DIRECTIONS:
Extract the part of the persistent hash table write-up that starts with "Looking at the" and continues through "be solved here.", copying it word for word.

PASSAGE GIVEN:
- Published on
Persistent Hash Table
- Authors
- Name
- Kassym Dorsel
Creating a deterministic, persistent enabled, HashTable FB which uses strings as keys
Introduction
Beckhoff currently offers a hash table implementation in their Tc2_Utilities library. It uses a DWORD as key and PVOID as value. I was looking at creating an easy to use string key based counter FB that can be set as being persistent to keep track of tool life or part counter on a machine. This would mean a persistent string hash FB.
Documentation for FB_HashTableCtrl here and example here.
Looking at the example the first thing needed is the initializing of the Hash Table using F_CreateHashTableHnd. This function calculates all the internal pointers needed and also clears the hash of all values.
There are two problems that need to be solved here.
- String -> dword(udint) mapping (hash)
- Hash Table persistence
Initial Implementation
The first problem can be solved by using the built in F_DATA_TO_CRC16_CCITT hash function to get an UDINT from the STRING. There is however a collision possiblity that needs to be taken into account. See this Stack Overflow post. TLDR a test using [a-z0-9] yielded 0.0016% collision rate. Hopefully the PLC programmer notices that there was a collision and that two key/values are acting weird.
The second problem of persistence is a little harder to deal with since the initialization function completely clears all the hash table internals. The first workaround is to use the hash to store the index of where inside the internal array a value is stored and use that same index in an external array to store the counter value itself.
On every PLC startup the hash table will need to be reinitialized with the same keys. For persistence to work correctly there is an assumption to be made. That each unique key hash will always result in the same array index.

LISTING:

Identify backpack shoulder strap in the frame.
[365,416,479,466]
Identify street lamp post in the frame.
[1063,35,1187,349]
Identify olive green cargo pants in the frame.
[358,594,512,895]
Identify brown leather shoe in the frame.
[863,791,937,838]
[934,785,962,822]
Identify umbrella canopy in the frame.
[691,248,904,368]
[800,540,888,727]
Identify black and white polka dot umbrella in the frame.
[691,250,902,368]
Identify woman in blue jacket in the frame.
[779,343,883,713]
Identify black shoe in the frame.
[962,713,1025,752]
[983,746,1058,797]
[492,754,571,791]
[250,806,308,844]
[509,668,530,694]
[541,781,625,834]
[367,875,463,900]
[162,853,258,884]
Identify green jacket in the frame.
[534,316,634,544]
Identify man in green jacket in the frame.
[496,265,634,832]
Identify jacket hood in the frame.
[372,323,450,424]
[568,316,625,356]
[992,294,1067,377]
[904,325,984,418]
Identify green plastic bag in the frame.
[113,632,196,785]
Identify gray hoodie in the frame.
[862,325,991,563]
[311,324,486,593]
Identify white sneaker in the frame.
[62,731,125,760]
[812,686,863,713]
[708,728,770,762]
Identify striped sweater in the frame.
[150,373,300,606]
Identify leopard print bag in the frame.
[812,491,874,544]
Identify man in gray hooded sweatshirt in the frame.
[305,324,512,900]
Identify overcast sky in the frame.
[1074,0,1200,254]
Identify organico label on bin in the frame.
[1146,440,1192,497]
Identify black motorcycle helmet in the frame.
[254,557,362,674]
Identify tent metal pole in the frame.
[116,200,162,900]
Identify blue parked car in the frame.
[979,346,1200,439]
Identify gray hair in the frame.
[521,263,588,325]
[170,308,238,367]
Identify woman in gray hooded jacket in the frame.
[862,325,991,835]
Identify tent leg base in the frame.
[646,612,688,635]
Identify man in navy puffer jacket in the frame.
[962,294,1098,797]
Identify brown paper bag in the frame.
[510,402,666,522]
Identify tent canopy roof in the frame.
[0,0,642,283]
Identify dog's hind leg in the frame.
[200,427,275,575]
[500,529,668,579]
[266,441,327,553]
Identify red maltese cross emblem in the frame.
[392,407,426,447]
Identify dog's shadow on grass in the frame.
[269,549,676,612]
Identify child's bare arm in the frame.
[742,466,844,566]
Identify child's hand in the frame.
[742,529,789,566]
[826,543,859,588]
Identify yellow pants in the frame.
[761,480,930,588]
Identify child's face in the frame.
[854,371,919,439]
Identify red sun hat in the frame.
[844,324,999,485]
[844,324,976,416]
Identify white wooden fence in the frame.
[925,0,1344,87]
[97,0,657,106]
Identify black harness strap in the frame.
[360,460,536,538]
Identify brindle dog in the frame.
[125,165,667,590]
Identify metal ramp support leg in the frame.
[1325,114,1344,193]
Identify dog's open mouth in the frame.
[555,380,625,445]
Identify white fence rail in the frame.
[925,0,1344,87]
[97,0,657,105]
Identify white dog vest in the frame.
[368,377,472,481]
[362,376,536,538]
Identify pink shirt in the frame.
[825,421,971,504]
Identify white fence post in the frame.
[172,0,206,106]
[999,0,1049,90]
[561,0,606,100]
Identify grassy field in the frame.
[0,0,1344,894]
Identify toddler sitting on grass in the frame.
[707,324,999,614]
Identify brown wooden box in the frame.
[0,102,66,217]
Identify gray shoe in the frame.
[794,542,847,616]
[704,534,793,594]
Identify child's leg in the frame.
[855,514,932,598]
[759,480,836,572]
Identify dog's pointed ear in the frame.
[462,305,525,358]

OUTPUT FOR THIS TASK:
Looking at the example the first thing needed is the initializing of the Hash Table using F_CreateHashTableHnd. This function calculates all the internal pointers needed and also clears the hash of all values.
There are two problems that need to be solved here.